• [Extract]
========

Benjamin Edward Bates IV (; July 12, 1808 – January 14, 1878) was an American rail industrialist, textile tycoon and philanthropist. He was the wealthiest person in Maine from 1850 to 1878, and is considered to have introduced both the Efficiency and Taylorism movements to the economy of Maine.

Bates was born to a large family in Mansfield, Massachusetts; he moved to Bristol, Maine, for a working residency at B. T. Loring Company before creating the Davis, Bates & Turner–a craft goods and service firm in the early 1830s. After entering the milling business, he built the Bates Mill in 1852 which launched the larger Bates Manufacturing Company in Lewiston, Maine. His company quickly became the largest per capita employer in Maine and the largest in Lewiston, for three decades. Contracted by the Maine State Legislature, Bates founded the Lewiston Water Power Company: a large mill-based enterprise that built the first canal in the city.

At the start of the American Civil War, Bates correctly anticipated that the talk of secession in the Southern States would lead to a shortage of cotton.  By buying up an unprecedented amount prior to the Battle of Fort Sumter, he cornered the market. The resulting shortage created an absolute monopoly and skyrocketing prices, which drove dozens of New England businesses to close due to the inability to compete. Growing economic inequality in the city culminated to 1861 Lewistown cotton riots which led Bates to loosen his expansionary business tactics and increase philanthropic spending.

Like other business magnates at the time, such as J.P. Morgan, Andrew Carnegie, and John D. Rockefeller, Bates supported capitalism and anti-competitiveness. The public's opinion of Bates was highly polarized throughout his life with some citing his economic impact as critical, while others criticized his business tactics as socially detrimental.

========

• [Data]
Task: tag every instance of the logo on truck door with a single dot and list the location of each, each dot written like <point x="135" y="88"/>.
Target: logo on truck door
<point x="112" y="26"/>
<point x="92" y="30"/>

========

• [Exercise details] Extend the biography of Benjamin Edward Bates IV with new text that picks up after its final sentence.

• [Response below]
Early life and education
Benjamin Edward Bates IV, was born in Mansfield, Massachusetts, on July 12, 1808, to Hannah Copeland and Elkanah Bates as their third child (of seven). His father, Elkanah Bates, was a cotton manufacturer and prominent merchant. Both of his parents were religious and belonged to the Congregational Church of Mansfield. In 1838, there was a denominational split within the church to create a Unitarian theologian association that questioned the divinity of Christ, Elkanah Bates was picked to lead the movement. His paternal grandfather fought in the American Revolution as a Captain, and later became a brigadier general for the Massachusetts state militia. He is the great-great grandson of Benjamin Bates II, Commander of the Devonshire Forces, and member of the Hell Fire Club. When Bates was a younger boy, his brother recounts him being dragged by two horses across a "considerable distance" which left him badly cut and bruised, he pulled the horses down and eventually halted their movement, a considerable task considering Bates was only 14 years old at the time.

Bates attended various private schools and enrolled at the age of 15 to the Wrentham Academy, and studied there from 1823 to 1825, before moving to Boston, Massachusetts, in 1829, at age 21. Bates entered the dry goods business with Barnabas T. Loring on Washington Street. At age 24, he made a public profession of Christian faith, and he was a lifelong Congregationalist and temperance supporter. Bates taught Sunday school at several churches in Boston including Park Street Church and was later an active member of Central Congregational Church in Boston.

Business pursuits

B. T. Loring & Co.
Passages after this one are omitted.